### WHAT TO DO:
List every line of the items below that contains the string "roof", matching case exactly.

### MATERIAL FOR THE TASK:
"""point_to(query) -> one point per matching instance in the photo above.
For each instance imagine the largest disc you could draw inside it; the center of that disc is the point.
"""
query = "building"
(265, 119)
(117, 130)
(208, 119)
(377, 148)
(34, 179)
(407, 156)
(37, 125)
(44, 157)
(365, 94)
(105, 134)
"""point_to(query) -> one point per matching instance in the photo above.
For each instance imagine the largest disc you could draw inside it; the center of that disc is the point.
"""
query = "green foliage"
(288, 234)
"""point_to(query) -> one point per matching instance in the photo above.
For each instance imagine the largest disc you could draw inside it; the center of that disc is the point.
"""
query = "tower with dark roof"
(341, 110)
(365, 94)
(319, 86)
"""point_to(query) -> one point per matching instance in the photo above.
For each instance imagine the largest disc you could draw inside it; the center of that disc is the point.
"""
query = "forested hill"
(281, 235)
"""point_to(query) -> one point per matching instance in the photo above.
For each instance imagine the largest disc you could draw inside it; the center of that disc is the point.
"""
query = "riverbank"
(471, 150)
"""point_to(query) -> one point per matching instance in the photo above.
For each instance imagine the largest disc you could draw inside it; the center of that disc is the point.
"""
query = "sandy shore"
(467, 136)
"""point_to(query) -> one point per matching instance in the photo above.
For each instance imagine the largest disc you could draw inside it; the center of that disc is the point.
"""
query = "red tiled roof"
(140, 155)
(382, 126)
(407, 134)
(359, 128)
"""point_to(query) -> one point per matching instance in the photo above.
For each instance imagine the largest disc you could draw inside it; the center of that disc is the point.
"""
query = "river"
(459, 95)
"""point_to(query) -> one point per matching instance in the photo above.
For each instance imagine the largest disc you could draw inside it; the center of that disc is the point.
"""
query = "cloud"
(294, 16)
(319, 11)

---

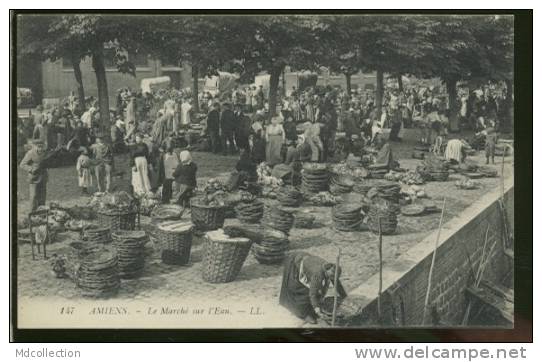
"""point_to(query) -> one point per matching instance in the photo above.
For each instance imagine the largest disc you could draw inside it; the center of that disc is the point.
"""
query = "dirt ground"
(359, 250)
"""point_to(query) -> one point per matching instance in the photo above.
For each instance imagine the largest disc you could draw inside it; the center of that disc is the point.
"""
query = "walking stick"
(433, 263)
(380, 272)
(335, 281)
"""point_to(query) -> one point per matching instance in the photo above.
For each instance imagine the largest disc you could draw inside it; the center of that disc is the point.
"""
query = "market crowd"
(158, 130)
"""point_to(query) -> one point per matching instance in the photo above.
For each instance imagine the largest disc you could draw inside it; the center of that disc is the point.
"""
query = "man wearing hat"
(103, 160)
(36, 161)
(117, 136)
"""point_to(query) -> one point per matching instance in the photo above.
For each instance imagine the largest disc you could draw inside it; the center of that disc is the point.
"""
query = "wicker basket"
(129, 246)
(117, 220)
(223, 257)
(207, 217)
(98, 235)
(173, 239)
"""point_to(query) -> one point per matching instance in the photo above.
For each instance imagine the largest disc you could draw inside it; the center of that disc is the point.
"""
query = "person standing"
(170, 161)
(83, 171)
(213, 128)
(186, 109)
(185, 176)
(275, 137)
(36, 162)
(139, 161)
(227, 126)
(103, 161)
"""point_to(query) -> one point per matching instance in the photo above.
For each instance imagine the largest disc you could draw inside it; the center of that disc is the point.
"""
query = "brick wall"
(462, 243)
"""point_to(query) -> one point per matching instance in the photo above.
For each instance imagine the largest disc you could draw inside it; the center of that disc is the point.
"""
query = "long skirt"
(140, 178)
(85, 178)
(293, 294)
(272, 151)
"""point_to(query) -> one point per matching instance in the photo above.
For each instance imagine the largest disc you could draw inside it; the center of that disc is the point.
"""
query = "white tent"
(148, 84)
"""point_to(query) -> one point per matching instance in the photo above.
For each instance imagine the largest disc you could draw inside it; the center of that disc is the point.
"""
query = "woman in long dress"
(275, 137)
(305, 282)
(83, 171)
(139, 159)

* * *

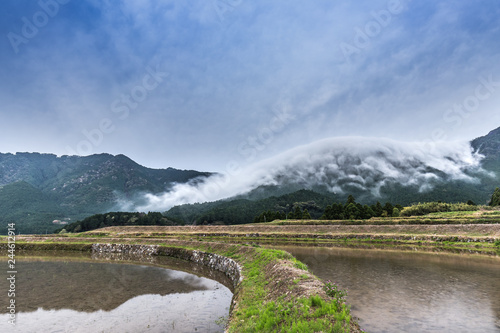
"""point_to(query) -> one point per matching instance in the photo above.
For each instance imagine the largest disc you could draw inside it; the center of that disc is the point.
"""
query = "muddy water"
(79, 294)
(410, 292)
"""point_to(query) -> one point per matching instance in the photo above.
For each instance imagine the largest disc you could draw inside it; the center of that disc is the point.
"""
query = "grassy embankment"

### FINISHED ANSWER:
query = "tower with dark roof"
query = "red tiled roof"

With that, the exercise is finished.